■ **What you should do**
Starting at the beginning of the material and ending at the line containing "[195,62,447,326]", add 49 to every bounding box coordinate and write out each of those lines in full, including the unchanged text lines. Reproduce only that stretch, and leave out the pictures.

■ **Records supplied**
— Begin —

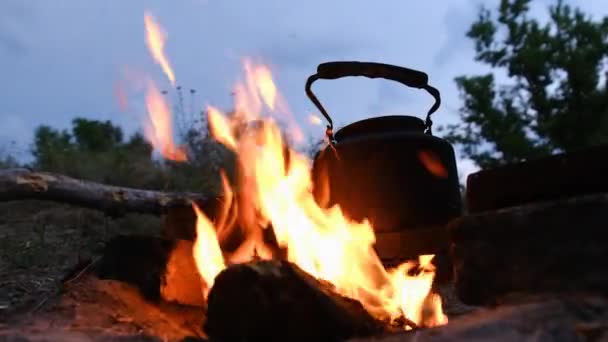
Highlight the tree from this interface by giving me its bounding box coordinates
[446,0,608,168]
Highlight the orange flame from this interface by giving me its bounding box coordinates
[144,81,188,162]
[192,203,226,297]
[308,114,322,126]
[144,13,175,86]
[195,62,447,326]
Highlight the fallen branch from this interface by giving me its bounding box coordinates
[0,169,217,216]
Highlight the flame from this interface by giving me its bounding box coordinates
[144,81,188,162]
[192,203,226,297]
[144,13,175,86]
[308,114,322,126]
[195,61,447,326]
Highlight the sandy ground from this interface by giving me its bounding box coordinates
[0,201,160,323]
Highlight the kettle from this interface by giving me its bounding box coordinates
[305,61,462,259]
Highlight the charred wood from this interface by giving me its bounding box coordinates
[449,194,608,305]
[95,236,205,306]
[204,261,385,341]
[0,169,218,216]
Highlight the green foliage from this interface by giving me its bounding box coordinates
[32,118,234,194]
[446,0,608,168]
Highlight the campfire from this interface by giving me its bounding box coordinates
[0,9,608,341]
[139,10,447,336]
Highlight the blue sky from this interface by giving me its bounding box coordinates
[0,0,608,180]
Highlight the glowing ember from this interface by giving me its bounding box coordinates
[144,13,175,86]
[144,81,187,161]
[192,63,447,326]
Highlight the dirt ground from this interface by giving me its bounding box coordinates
[0,201,160,324]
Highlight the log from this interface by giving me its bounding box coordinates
[466,145,608,213]
[449,194,608,305]
[95,235,205,307]
[0,168,218,217]
[203,261,386,341]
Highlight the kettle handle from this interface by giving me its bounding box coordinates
[306,61,441,143]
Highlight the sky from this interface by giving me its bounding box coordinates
[0,0,608,180]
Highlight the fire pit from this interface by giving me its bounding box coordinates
[0,12,608,341]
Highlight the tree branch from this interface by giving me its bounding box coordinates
[0,169,216,216]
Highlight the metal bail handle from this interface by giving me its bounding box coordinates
[306,61,441,143]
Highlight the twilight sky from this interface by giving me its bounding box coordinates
[0,0,608,179]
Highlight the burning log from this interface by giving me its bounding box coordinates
[449,194,608,304]
[204,261,386,341]
[96,236,205,306]
[0,169,217,216]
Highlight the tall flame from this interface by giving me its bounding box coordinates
[192,203,226,297]
[195,63,447,326]
[144,13,175,86]
[144,81,187,162]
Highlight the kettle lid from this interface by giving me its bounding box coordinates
[334,115,426,142]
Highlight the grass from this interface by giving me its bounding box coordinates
[0,201,160,322]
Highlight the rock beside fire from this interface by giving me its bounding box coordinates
[449,194,608,305]
[204,261,385,341]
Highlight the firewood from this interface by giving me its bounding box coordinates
[0,169,218,216]
[466,145,608,213]
[204,261,386,341]
[95,236,205,307]
[449,194,608,305]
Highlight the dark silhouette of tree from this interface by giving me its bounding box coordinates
[446,0,608,168]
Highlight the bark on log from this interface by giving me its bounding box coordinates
[95,236,205,307]
[204,261,385,341]
[466,145,608,213]
[0,169,219,216]
[449,194,608,305]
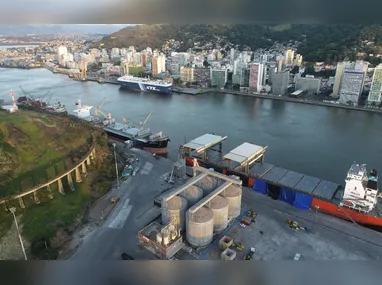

— End —

■ **Exercise result**
Highlight the tree from this interface by giving me its bounding box coordinates
[495,49,657,217]
Highlight the orange flame from this interface by giving me its bounding box coordinates
[193,130,237,211]
[241,252,275,346]
[357,163,371,175]
[193,62,224,135]
[244,111,496,375]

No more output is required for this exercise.